Selected text –
§
Not all Internet stocks, to be sure, are in the red. That is not necessarily a good thing, since it allows those few exceptions to be subjected to conventional methods of analysis. More specifically, they can be awarded P/Es -- price/earnings multiples -- instead of P/Fs -- price/fantasies multiples. Fantasy has served their shareholders so well, one wonders what possesses the handful of companies so determined to tempt fate by exchanging fantasy for profits.
Yahoo is a case in point. As its many fans can happily attest, the stock has been darn near what our pal Peter Lynch reverently calls a 10-bagger, rising from a '98 low of $24 a share to its current eminence of around $220, and the year, of course, isn't over. Yahoo, a model of how to succeed in the stock market without benefit of earnings, has begun to operate in the black, although an inconvenient second-quarter deficit will likely keep full-year results from showing a profit.
By next year, Yahoo is supposed to post 60 cents a share in earnings. If so, according to our trusty calculator, the shares are selling at 366 times projected earnings.
Admittedly, that's somewhat above the market multiple. But while it's not the sort of thing that would faze a red-blooded, stout-hearted, true believer in the glory of the Internet, so ample a P/E conceivably could cause investors less endowed with imagination to find the stock a mite too rich.
§
Raw data –

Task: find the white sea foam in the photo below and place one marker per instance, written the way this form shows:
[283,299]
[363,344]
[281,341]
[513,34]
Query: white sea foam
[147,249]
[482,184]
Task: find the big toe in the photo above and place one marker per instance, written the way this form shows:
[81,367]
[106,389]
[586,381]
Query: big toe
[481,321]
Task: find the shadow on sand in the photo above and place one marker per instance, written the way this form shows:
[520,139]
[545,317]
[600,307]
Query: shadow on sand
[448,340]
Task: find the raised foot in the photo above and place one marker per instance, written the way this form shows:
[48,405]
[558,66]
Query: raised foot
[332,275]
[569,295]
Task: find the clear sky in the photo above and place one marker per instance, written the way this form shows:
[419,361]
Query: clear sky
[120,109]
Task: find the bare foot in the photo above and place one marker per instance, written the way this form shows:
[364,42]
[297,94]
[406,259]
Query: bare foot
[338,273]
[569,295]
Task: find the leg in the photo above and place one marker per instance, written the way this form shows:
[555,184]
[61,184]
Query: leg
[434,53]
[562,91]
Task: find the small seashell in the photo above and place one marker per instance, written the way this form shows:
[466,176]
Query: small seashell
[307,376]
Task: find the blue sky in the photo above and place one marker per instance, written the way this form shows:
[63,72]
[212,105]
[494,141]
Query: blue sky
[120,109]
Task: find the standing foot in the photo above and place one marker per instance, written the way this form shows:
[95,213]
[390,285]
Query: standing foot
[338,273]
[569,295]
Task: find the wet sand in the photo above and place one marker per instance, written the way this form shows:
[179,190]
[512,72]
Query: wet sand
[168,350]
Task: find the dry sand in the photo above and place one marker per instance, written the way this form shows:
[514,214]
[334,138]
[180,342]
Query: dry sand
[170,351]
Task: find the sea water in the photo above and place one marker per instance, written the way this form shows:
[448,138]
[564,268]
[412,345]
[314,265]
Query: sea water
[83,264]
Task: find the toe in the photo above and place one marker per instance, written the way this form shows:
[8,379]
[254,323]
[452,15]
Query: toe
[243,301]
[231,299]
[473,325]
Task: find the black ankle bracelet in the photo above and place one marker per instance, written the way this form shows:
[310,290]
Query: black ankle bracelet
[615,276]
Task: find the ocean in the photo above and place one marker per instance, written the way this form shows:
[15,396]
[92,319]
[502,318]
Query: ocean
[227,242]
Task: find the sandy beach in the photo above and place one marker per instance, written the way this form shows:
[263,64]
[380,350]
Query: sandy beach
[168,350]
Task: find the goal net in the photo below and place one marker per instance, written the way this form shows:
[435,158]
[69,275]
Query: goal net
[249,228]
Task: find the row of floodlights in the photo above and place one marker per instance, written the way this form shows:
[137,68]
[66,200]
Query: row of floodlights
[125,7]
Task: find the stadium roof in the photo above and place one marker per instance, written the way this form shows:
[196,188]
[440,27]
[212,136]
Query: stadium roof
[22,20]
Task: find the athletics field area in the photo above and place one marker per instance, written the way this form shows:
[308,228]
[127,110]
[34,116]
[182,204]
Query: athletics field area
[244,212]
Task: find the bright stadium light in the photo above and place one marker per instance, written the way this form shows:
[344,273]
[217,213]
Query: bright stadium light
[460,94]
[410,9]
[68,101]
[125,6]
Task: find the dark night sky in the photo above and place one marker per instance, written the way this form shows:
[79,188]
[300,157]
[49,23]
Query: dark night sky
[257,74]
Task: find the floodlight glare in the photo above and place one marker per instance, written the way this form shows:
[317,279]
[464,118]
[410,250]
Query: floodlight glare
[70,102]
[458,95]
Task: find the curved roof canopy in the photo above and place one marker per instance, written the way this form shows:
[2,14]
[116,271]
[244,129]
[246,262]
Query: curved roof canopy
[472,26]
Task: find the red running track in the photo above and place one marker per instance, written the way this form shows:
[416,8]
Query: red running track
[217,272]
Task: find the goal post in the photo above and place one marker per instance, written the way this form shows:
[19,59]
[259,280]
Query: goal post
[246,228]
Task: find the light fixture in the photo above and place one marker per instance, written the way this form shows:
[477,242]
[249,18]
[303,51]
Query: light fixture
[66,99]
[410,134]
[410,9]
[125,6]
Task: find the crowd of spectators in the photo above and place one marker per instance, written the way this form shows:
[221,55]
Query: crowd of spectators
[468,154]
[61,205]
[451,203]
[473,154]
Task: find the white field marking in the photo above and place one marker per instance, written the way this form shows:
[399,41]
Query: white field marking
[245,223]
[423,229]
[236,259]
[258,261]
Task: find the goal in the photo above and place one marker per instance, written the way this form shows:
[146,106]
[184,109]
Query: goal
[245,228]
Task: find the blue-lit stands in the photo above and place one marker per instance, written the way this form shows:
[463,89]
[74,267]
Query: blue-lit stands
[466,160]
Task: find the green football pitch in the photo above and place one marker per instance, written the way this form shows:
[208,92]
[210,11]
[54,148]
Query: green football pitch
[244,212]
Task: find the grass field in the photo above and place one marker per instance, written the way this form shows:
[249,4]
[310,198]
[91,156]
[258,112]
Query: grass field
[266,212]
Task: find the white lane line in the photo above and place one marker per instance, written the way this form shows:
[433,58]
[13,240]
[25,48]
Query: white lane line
§
Set of tasks –
• 1. List every amount of money that the passage on Internet stocks mentions, in the order they appear.
• 2. From the passage on Internet stocks, transcribe the part from "By next year, Yahoo" to "mite too rich.".

Numbered answers –
• 1.
$24
$220
60 cents

• 2.
By next year, Yahoo is supposed to post 60 cents a share in earnings. If so, according to our trusty calculator, the shares are selling at 366 times projected earnings.
Admittedly, that's somewhat above the market multiple. But while it's not the sort of thing that would faze a red-blooded, stout-hearted, true believer in the glory of the Internet, so ample a P/E conceivably could cause investors less endowed with imagination to find the stock a mite too rich.